Exercise objective — Whenever an image turns up, omit it and return the remaining data exactly.

The data —
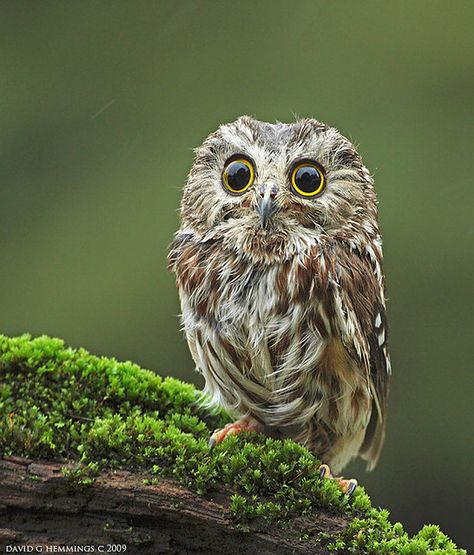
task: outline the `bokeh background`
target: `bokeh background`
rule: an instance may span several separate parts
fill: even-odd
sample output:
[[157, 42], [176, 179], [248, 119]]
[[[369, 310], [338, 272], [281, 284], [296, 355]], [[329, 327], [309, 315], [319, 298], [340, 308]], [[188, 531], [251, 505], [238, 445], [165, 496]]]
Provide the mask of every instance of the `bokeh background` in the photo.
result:
[[411, 532], [472, 545], [472, 2], [2, 2], [0, 327], [200, 385], [166, 270], [192, 148], [248, 113], [360, 145], [385, 239], [378, 468]]

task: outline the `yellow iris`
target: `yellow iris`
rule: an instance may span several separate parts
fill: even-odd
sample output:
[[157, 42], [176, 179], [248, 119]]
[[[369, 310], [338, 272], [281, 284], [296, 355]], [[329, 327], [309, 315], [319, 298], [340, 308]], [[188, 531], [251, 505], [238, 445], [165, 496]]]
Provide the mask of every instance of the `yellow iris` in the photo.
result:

Result of this task —
task: outline the `bokeh background`
target: `bokeh background`
rule: an instance may span several separate parts
fill: even-odd
sample output:
[[157, 42], [176, 179], [248, 119]]
[[[369, 310], [338, 272], [281, 284], [296, 355]], [[329, 327], [309, 315], [319, 298], [340, 308]], [[188, 531], [251, 505], [238, 445], [165, 496]]]
Provide the mask of every instance of the `bokeh background` in the photo.
result:
[[411, 532], [472, 545], [472, 2], [2, 2], [0, 327], [200, 385], [166, 270], [192, 148], [248, 113], [360, 145], [385, 239], [378, 468]]

task: outline the `yellow iris`
target: `yellow iris`
rule: an instance may span several separate parts
fill: even-odd
sample output:
[[157, 42], [176, 179], [248, 119]]
[[[369, 310], [338, 272], [281, 284], [296, 355]], [[329, 327], [309, 315], [319, 298], [340, 308]], [[188, 531], [251, 505], [238, 445], [165, 496]]]
Provide the mask of every instance of the `yellow iris` in the photo.
result:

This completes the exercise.